Written exercise
Can you echo every one of the records below word for word, without changing or leaving out anything?

Material
** START **
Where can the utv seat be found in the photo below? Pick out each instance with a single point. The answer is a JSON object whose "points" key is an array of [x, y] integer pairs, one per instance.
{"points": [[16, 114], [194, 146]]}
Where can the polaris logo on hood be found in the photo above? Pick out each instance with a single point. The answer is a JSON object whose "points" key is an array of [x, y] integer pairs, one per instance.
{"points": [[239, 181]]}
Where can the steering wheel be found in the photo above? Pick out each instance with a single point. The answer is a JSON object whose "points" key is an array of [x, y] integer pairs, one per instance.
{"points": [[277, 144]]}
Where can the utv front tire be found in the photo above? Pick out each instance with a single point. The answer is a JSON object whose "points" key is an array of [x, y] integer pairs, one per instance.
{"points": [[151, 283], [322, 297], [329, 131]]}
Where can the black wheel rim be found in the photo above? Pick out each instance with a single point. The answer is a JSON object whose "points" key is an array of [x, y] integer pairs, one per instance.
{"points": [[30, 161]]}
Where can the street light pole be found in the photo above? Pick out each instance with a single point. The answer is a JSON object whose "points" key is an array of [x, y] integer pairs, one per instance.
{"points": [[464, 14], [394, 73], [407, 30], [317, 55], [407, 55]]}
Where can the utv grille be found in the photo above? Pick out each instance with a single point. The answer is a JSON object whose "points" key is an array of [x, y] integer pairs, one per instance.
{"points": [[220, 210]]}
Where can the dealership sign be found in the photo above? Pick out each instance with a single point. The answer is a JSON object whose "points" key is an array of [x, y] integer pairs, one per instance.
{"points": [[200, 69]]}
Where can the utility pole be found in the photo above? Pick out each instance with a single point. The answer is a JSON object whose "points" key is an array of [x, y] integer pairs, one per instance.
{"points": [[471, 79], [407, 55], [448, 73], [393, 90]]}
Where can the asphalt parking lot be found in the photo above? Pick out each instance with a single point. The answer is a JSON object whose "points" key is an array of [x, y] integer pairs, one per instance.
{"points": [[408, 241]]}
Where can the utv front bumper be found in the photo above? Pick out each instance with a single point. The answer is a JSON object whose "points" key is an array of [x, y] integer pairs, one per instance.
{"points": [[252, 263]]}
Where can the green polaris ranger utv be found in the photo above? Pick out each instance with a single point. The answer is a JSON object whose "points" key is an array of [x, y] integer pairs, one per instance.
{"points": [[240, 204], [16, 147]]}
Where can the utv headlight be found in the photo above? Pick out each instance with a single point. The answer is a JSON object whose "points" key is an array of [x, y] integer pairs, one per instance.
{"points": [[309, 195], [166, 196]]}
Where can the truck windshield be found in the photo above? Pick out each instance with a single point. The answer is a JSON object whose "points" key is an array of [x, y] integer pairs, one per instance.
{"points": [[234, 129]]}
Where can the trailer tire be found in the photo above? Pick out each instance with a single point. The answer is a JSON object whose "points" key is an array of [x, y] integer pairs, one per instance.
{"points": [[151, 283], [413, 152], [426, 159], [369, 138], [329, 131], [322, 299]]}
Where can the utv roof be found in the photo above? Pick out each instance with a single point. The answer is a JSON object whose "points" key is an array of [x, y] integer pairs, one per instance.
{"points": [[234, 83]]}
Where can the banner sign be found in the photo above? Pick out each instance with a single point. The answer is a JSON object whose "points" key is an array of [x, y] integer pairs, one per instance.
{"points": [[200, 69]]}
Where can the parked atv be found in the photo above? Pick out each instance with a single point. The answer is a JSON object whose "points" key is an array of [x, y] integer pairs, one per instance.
** END **
Task result
Where can the utv seat be found in the photo below? Pick out each instance with a single point. The answer is a JSON object whose "points" key is an array of [x, y] integer pairs, one per instance.
{"points": [[16, 114], [194, 146]]}
Where can the polaris logo on hood be found in the photo above? Pick out each instance with a single point. The answer is a JSON object whose "points" key is an array of [x, y] integer pairs, one per instance.
{"points": [[239, 181]]}
Where can the steering wheel be found in the photo above? Pick out each instance with a single point. The answer is a JSON object whose "points" key is an array of [x, y] integer pairs, one per instance.
{"points": [[277, 144]]}
Where can the utv front tire be found in the photo above? Pick out each instance with a single point. The answer is a JSON object whose "points" key is an array of [x, y] integer pairs, one per instance.
{"points": [[151, 283], [322, 297], [329, 131]]}
Where can the black wheel rim be found in the photo above? Pick out each instance with a single point. The answer is a JSON object whose "points" key is an array of [x, y] integer pairs, one per instance.
{"points": [[30, 161]]}
Where can the street light pole be found in the photo above? Pick out each instance with a single point. The answer is a JSON object whose "points" key is an array of [x, y] integer pairs, one per instance.
{"points": [[464, 14], [394, 73], [407, 30], [317, 55], [407, 55]]}
Where can the utv grille be found in the photo above? Pick out each instance with a single point. The answer is a JSON object whose "points" key is an array of [x, y] integer pairs, one per instance.
{"points": [[220, 210]]}
Where can the dealership sign be found in the photo above? Pick out each instance with a single point. The answer is a JSON object whose "points" key is an array of [x, y] integer pairs, one per instance.
{"points": [[200, 69]]}
Where can the utility pole be found in the photo above? Pick out each instance with a single point. The answer is a JSON object whose "points" key is an array of [x, y] integer pairs, one per instance.
{"points": [[471, 79], [407, 55], [448, 73], [393, 90]]}
Where can the asphalt parking lot be found in the photo above? Pick out each instance with a single point. The answer is a JSON object whose "points" key is an array of [x, y] integer pairs, one per instance.
{"points": [[408, 241]]}
Where can the utv front bumper be found in the photo above? Pick out each instance with a single point. The answer is a JSON object whose "points" key is an array of [x, y] integer pairs, one per instance.
{"points": [[252, 263]]}
Where can the green polaris ranger utv be found in the photo above? Pick out each instance with a single point. The answer is a JSON object whose "points" key is an array of [x, y] integer pairs, one per instance.
{"points": [[240, 204], [16, 147]]}
Where can the utv headlight be found in the photo above? Pick out each instance with a single point. The answer is a JSON object whose "points" key is an array of [x, y] integer pairs, one per instance.
{"points": [[309, 195], [166, 196]]}
Where can the truck windshield be found in the photo above? Pick out each instance with a single point. The answer is a JSON object whose "points" key is an array of [x, y] integer pairs, one per instance.
{"points": [[234, 129]]}
Where can the trailer tire be found in the photo above? Pick out each instance with a single point. The answer is a JSON object whose "points" key is an array of [x, y] integer pairs, one per instance.
{"points": [[151, 283], [413, 152], [426, 159], [369, 138], [329, 131], [322, 299]]}
Where can the utv roof be found in the photo above? Pick out each instance with a single point. The answer is a JSON object whose "points" key is an array of [x, y] integer pairs, one per instance.
{"points": [[234, 83]]}
Where can the banner sign be found in the photo above? Pick out each instance with a single point. The answer is a JSON object whose "points" key is an array of [x, y] integer pairs, one per instance.
{"points": [[200, 69]]}
Where can the parked atv be found in the photo above? Pick out each instance with a single point. The answer is a JSON object whose "points" key is an array of [x, y] integer pairs, one per instance.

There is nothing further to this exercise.